■ TO BE DONE:
In the lines from the one containing "Reviewer note: every instance of the dining table" up to and including the one containing "[[168, 179], [96, 173], [53, 249], [65, 173]]", replace "white kitchen cabinet" with "wooden pantry door" and give those lines back with nothing else altered.

■ PROVIDED INFORMATION:
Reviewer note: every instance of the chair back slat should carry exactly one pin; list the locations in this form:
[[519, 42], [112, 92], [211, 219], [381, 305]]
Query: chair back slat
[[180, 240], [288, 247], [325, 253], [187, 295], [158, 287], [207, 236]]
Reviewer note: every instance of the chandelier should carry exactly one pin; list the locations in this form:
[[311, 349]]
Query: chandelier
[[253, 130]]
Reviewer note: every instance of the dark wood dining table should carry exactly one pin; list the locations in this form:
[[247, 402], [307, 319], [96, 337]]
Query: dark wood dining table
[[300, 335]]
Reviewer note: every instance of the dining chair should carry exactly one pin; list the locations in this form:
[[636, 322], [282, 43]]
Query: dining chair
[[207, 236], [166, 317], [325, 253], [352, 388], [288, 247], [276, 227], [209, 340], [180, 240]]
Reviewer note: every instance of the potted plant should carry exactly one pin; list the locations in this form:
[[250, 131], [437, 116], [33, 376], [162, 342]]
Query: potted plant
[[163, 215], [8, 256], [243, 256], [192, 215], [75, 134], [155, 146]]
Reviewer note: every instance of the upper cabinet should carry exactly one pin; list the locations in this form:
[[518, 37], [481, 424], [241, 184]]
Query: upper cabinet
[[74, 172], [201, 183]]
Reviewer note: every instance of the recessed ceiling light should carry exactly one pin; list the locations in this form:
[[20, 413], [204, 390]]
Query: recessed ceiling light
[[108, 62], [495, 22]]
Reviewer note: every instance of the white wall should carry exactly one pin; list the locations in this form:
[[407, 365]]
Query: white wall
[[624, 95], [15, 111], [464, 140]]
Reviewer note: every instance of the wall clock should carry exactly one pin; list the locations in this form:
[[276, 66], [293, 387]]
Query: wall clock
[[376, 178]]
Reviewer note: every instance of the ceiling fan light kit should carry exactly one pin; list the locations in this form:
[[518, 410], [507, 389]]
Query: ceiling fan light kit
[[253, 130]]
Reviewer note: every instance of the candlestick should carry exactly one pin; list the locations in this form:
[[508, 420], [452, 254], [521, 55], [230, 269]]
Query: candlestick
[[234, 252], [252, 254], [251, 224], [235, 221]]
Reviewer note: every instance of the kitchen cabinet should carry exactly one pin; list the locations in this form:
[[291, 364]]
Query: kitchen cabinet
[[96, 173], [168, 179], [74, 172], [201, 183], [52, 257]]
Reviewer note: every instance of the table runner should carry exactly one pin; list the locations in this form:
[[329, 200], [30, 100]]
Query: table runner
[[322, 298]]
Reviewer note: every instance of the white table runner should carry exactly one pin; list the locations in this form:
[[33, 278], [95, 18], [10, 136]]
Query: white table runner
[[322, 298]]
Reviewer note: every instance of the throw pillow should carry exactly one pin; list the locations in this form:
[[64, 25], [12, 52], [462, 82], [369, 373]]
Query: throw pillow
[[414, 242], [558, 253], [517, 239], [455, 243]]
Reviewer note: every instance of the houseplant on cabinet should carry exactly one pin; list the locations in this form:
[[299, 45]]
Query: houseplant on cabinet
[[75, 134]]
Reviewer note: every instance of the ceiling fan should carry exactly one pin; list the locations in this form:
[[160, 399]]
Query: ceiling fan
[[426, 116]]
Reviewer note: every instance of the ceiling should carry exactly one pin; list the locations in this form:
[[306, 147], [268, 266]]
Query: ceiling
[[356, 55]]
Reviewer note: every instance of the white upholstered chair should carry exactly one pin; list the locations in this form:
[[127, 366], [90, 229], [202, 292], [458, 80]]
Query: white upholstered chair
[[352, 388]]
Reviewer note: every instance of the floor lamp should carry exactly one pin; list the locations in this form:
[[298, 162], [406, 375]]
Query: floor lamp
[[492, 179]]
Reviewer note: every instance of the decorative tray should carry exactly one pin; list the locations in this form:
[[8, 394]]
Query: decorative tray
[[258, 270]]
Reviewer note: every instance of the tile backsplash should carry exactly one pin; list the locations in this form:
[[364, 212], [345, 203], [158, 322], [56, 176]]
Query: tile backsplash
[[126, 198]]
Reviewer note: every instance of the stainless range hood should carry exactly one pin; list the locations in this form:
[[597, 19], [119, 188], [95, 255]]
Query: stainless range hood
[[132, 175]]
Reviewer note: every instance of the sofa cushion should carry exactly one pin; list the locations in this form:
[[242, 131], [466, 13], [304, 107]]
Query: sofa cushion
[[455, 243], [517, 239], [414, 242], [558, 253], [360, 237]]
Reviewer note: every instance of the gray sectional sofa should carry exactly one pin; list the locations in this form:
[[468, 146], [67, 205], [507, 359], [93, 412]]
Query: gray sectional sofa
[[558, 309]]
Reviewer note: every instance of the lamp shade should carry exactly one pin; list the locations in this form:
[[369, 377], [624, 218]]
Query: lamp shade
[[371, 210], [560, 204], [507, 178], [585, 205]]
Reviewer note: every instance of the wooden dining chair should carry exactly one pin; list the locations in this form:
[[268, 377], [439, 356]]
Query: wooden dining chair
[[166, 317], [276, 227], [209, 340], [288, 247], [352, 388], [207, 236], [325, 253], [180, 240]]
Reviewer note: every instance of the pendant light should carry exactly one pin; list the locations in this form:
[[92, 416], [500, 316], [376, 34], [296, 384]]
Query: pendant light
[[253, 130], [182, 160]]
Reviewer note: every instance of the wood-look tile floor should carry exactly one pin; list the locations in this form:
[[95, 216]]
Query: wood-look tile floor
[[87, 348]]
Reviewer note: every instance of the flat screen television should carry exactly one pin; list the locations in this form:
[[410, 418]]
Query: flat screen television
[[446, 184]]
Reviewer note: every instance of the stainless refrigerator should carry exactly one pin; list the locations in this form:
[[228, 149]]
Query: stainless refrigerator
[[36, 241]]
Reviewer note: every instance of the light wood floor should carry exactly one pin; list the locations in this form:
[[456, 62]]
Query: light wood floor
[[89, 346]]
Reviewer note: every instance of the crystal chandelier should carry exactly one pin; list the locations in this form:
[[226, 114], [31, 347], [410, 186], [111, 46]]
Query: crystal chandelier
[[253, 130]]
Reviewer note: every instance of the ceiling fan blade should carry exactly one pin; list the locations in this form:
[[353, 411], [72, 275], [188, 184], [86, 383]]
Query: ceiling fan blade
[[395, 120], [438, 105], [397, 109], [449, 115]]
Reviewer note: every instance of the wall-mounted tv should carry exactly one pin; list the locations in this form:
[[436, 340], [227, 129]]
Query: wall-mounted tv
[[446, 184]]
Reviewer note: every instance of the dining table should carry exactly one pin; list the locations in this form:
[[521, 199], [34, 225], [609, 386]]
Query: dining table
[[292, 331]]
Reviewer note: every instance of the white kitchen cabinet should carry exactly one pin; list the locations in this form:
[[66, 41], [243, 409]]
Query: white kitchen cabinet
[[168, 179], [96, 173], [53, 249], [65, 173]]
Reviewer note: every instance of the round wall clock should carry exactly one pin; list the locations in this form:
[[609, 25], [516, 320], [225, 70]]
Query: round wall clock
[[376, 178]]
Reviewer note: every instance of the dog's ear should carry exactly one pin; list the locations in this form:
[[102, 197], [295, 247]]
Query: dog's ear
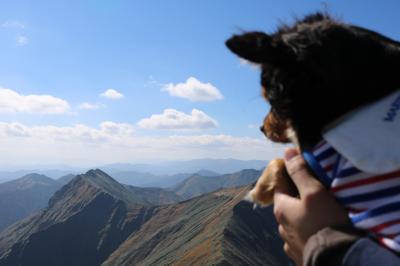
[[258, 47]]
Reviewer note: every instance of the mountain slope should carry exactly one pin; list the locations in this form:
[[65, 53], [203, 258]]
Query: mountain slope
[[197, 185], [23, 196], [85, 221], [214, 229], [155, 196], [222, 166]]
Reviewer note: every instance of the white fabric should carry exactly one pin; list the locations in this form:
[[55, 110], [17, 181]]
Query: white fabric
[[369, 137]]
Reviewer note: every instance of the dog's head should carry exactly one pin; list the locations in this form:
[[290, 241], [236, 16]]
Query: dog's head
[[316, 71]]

==

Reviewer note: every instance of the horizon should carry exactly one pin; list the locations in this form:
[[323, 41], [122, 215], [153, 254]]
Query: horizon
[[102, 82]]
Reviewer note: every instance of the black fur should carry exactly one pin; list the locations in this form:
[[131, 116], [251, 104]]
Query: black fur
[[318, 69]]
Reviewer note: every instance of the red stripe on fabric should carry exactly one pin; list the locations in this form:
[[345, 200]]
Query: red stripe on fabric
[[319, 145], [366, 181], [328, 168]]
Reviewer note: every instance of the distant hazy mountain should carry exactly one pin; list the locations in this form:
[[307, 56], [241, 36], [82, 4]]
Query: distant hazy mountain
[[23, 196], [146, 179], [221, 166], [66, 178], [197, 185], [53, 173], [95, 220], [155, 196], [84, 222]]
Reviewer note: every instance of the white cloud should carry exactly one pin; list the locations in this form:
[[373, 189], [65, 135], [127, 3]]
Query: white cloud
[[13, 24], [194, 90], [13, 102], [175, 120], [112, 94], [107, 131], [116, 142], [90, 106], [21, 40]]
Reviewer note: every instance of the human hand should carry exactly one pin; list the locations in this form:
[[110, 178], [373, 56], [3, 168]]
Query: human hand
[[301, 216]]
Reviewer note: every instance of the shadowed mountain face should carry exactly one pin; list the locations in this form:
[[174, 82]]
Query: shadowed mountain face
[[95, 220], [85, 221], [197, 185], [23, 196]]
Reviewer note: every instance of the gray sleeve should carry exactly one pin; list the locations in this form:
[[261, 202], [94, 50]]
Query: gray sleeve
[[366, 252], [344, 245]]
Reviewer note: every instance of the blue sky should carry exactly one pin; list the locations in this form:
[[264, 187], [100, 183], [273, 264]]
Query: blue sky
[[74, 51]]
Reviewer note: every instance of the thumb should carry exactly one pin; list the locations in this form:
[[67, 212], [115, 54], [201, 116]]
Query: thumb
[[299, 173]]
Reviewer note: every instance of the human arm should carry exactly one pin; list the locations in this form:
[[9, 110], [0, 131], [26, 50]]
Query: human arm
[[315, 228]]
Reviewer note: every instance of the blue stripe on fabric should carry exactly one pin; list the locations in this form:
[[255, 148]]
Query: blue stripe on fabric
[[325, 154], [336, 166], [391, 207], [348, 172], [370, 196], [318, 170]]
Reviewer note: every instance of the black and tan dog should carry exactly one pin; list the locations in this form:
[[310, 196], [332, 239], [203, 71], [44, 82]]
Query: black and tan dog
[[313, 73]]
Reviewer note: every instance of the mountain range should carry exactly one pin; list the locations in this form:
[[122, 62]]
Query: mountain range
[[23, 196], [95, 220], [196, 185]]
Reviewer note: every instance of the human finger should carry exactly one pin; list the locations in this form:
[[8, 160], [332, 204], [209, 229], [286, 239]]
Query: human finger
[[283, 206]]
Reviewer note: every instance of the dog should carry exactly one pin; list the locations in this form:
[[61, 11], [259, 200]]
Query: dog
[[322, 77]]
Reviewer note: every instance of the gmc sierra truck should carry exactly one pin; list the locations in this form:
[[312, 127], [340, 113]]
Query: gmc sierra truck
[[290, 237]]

...

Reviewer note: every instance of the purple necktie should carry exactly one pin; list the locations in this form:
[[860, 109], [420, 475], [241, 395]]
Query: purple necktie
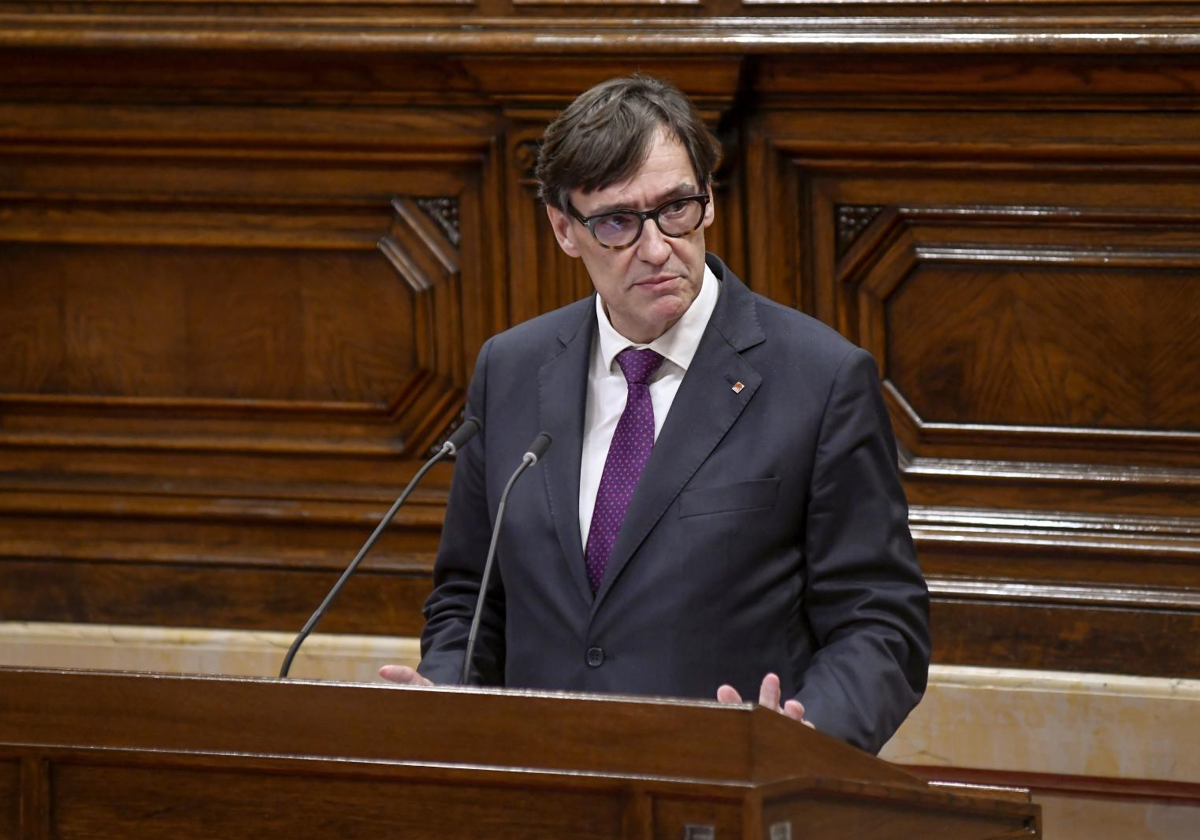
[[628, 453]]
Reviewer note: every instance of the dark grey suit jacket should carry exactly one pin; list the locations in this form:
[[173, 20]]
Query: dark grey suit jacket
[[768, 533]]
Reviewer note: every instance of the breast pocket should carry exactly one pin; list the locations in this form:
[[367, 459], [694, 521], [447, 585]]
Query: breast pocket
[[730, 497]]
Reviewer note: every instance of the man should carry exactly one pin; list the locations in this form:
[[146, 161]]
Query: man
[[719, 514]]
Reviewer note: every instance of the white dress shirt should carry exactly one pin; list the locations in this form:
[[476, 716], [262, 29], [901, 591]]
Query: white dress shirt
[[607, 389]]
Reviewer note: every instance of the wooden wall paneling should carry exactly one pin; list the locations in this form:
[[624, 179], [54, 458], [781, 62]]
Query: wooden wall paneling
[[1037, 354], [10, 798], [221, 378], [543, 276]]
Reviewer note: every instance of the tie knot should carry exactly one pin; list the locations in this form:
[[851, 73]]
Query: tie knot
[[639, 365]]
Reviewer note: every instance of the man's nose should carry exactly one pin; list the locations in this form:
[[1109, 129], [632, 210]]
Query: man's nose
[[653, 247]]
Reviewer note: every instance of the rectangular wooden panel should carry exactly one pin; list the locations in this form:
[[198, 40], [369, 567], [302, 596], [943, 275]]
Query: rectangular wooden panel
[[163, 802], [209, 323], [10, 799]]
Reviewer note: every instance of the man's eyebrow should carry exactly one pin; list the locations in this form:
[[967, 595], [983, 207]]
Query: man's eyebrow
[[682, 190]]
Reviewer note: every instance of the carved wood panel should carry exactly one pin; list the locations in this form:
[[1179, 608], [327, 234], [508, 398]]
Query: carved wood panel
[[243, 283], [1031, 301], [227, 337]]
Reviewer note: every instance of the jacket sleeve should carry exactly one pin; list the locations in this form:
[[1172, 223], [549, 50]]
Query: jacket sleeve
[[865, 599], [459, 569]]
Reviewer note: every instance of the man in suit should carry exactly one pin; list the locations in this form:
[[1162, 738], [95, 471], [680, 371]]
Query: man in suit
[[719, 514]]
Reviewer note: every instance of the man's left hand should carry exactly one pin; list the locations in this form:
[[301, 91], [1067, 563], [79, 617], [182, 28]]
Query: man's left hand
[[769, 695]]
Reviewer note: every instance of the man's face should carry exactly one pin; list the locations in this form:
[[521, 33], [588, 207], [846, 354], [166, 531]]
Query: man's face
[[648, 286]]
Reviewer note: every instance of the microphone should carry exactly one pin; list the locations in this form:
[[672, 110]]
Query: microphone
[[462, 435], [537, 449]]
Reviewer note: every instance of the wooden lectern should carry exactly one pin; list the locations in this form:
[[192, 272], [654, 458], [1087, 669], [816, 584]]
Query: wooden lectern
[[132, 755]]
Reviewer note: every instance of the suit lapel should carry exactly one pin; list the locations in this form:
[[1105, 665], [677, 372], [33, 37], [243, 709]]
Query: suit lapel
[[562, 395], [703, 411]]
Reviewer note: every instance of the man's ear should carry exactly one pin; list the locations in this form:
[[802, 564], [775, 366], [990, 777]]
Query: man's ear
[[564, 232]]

■ SOLUTION BELOW:
Reviewer note: every instance of the dining table should carry exactly one pin; list the locations in this form:
[[521, 199], [34, 225], [609, 386]]
Query: dining table
[[292, 331]]
Reviewer note: every instance of the wooden pantry door should carry exactly one pin; list the locations in this form:
[[66, 41], [243, 409]]
Query: wooden pantry door
[[168, 179], [96, 173], [53, 249], [65, 173]]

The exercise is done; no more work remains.